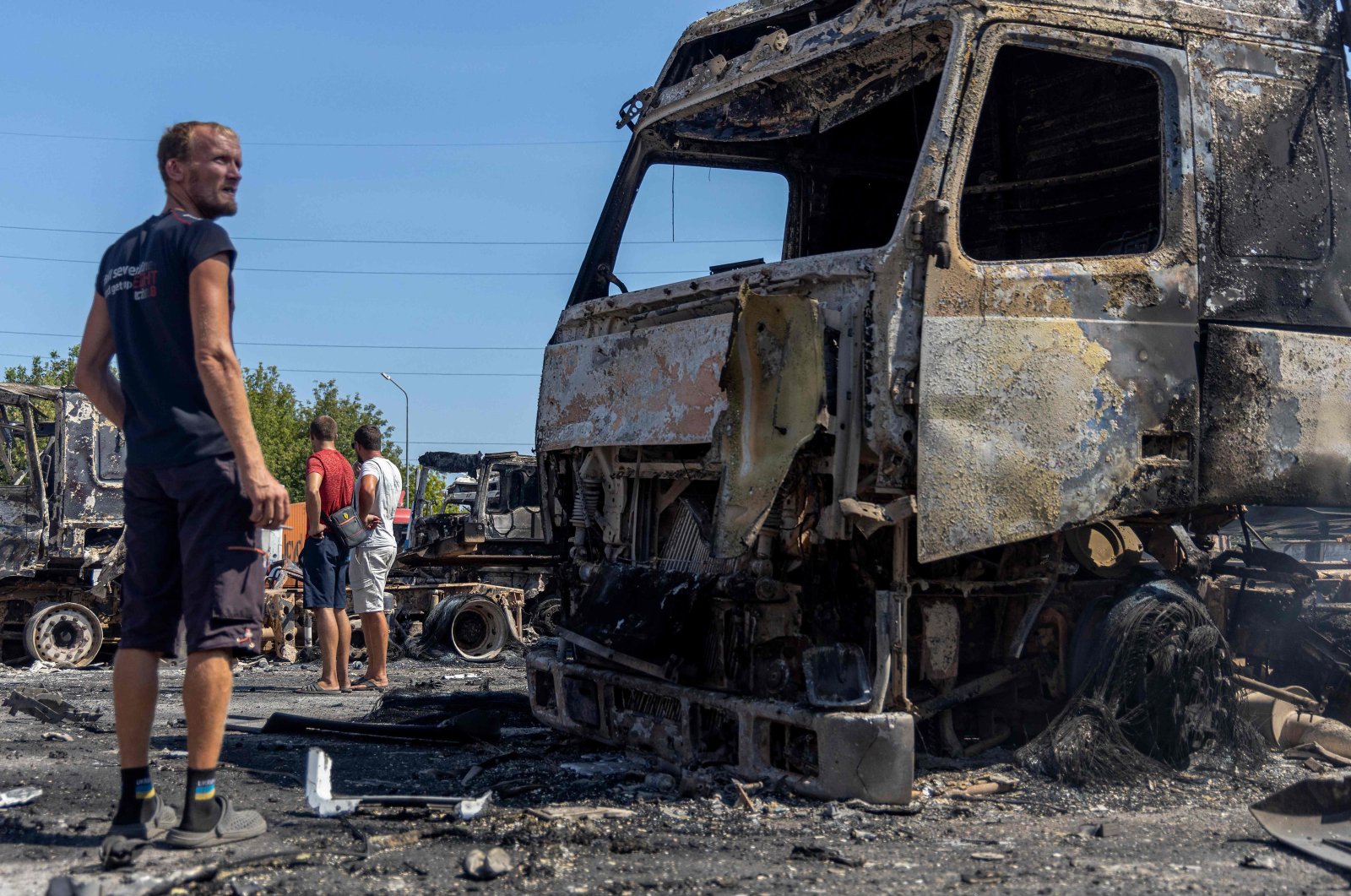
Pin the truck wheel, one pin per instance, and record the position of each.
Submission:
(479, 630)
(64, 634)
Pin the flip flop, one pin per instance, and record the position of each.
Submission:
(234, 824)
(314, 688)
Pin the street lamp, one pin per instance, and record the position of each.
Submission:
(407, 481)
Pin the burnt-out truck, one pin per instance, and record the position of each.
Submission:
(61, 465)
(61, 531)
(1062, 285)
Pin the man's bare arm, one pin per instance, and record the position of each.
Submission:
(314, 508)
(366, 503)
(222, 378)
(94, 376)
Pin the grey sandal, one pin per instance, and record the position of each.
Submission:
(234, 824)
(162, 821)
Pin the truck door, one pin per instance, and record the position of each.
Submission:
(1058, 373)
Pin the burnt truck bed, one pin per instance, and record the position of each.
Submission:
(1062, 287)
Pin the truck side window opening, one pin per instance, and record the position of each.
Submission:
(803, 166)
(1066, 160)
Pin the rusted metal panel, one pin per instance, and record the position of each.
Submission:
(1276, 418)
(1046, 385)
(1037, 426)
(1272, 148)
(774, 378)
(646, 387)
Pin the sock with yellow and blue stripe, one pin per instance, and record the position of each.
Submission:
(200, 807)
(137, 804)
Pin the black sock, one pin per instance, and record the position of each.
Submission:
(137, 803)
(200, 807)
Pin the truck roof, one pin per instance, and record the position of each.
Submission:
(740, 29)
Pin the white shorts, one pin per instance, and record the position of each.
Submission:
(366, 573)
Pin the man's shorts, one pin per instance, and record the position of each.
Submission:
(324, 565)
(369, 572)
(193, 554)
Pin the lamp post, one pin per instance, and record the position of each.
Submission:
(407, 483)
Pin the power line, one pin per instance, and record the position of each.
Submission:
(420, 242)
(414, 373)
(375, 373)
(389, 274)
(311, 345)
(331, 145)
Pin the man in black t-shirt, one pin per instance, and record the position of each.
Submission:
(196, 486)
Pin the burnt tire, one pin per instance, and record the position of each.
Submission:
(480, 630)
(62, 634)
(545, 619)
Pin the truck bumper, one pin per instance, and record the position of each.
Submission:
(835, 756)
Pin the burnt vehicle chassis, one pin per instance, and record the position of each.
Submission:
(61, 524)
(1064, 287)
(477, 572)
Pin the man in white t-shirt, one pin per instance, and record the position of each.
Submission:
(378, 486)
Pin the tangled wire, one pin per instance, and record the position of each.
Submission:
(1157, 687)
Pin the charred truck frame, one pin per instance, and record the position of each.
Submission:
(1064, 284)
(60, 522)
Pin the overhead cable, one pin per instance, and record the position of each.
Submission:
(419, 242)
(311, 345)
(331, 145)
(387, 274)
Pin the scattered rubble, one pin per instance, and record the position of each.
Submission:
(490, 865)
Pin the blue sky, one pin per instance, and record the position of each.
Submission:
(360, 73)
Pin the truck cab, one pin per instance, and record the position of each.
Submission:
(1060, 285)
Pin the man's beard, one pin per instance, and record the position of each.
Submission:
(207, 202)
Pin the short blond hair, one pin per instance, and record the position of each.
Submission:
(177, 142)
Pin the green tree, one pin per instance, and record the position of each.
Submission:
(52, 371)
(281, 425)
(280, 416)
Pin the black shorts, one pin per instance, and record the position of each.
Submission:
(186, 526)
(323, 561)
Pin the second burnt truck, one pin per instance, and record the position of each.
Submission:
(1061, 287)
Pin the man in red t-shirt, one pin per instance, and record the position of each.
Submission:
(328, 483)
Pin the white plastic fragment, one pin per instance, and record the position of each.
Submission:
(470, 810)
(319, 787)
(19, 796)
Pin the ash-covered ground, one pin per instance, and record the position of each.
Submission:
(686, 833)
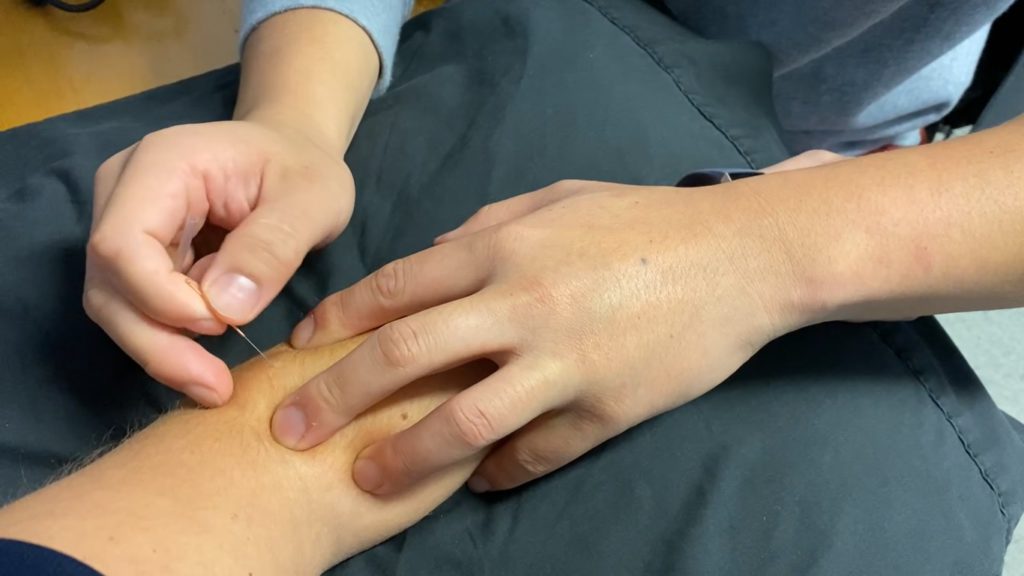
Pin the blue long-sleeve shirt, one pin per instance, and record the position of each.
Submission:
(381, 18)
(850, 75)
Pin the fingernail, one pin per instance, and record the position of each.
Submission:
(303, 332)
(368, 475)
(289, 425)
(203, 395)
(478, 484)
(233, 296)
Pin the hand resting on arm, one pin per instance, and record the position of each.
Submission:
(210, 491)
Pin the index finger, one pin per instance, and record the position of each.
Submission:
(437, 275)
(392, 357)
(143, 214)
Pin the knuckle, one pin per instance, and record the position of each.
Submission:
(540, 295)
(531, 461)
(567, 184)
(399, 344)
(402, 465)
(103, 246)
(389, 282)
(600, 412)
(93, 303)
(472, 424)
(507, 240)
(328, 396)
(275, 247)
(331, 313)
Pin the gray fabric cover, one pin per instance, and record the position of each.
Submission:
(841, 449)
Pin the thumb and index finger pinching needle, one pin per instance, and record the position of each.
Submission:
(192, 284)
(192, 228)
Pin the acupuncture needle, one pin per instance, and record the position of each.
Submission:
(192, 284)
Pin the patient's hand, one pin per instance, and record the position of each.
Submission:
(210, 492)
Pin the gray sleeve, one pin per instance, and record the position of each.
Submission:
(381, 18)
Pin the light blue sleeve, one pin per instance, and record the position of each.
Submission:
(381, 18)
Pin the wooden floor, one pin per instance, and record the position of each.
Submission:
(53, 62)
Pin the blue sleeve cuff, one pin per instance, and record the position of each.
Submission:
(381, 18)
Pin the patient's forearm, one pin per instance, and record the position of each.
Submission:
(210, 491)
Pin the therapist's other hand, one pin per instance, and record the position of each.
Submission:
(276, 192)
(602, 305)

#### THE PROBLEM
Starting at the line that contains "Pin the patient's hand, one", copy each line exactly through the end of the listing above. Include that first line and the last one, and add nothing.

#### WRITTEN ANSWER
Pin the patient's hand, one pin per instance, and record the position of each.
Submission:
(210, 492)
Pin the gray sleeve, one pin per instance, and record the position of each.
Submission:
(381, 18)
Pin the light blue sleeve, one pin per instance, and record the position of each.
Submission:
(381, 18)
Pin the wooden floor, one pin per instance, and record the position of each.
Submission:
(53, 62)
Pin the blue sleeve cuff, one pin per instance, and record the position of each.
Submission:
(381, 18)
Pin the patient's forearm, one pin per instance, and record the position of each.
Submission:
(210, 491)
Pin the therapist's other hand, one pin per instance, and record the position of each.
Submission:
(276, 192)
(602, 305)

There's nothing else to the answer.